== THE DATA
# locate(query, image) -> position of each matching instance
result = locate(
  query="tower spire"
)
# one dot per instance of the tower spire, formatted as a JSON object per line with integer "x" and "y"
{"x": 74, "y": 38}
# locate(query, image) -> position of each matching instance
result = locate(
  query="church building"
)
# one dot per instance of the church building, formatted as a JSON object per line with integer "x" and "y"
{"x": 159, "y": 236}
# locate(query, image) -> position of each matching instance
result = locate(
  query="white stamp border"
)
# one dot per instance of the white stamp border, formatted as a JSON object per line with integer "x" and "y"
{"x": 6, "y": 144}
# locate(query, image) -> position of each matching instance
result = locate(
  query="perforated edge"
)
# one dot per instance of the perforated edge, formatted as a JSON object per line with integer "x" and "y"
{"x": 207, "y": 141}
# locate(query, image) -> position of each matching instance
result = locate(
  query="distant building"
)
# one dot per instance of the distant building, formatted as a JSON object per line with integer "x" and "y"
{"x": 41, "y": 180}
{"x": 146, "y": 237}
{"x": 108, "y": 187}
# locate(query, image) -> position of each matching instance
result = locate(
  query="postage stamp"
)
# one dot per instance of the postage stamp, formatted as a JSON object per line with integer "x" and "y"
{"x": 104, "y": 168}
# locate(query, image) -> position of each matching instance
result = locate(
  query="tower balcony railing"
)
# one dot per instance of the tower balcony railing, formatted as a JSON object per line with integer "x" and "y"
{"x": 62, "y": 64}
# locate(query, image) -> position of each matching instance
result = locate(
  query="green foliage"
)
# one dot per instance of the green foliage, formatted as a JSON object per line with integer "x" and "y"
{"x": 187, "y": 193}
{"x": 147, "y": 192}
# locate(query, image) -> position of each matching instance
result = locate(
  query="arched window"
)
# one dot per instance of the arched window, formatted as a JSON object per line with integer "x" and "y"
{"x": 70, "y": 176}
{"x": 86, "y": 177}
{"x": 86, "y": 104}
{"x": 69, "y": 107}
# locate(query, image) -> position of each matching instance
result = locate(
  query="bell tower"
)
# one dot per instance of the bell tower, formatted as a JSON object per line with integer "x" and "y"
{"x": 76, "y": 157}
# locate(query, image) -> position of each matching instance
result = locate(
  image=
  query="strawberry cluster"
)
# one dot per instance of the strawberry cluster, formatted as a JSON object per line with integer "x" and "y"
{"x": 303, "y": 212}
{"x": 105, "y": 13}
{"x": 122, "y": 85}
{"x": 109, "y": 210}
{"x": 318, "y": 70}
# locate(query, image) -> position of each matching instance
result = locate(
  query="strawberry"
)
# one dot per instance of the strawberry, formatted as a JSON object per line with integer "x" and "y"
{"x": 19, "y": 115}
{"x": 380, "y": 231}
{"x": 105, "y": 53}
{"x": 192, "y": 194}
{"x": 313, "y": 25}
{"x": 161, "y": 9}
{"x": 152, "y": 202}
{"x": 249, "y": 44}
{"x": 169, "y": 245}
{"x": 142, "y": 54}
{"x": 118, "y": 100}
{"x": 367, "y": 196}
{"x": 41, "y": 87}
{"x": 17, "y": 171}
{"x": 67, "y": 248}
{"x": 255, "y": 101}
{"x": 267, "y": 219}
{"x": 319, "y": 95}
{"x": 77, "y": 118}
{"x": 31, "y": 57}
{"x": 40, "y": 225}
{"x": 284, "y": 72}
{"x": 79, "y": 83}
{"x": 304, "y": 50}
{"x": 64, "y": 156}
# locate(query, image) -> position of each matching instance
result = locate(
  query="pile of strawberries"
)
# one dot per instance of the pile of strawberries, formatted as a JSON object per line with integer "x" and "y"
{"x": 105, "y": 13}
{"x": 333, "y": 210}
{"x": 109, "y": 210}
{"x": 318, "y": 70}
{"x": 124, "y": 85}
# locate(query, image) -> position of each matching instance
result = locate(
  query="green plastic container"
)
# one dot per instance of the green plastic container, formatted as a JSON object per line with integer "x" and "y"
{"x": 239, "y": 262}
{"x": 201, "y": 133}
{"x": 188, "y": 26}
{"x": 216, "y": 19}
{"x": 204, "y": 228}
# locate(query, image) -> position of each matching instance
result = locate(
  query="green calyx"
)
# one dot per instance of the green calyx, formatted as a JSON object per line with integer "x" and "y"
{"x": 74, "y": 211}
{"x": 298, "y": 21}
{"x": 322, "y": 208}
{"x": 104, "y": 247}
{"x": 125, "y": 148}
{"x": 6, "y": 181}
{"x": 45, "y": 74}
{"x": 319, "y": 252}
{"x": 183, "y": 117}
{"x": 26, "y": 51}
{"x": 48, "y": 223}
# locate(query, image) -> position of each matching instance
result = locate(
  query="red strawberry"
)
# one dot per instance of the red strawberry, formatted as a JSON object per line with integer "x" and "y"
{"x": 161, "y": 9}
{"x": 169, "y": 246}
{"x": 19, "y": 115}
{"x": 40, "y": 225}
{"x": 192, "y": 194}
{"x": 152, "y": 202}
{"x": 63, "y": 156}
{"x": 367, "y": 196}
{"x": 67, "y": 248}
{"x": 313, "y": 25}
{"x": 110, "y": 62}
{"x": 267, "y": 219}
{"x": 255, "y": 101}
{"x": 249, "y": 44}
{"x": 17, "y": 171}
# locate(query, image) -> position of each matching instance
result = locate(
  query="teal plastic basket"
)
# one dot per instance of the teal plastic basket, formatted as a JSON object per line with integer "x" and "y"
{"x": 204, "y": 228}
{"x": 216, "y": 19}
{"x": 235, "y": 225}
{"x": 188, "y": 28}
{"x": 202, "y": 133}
====
# EXERCISE BRIEF:
How many lines above contain the string "strawberries"? Reply with the number alone.

# OUTPUT BELOW:
2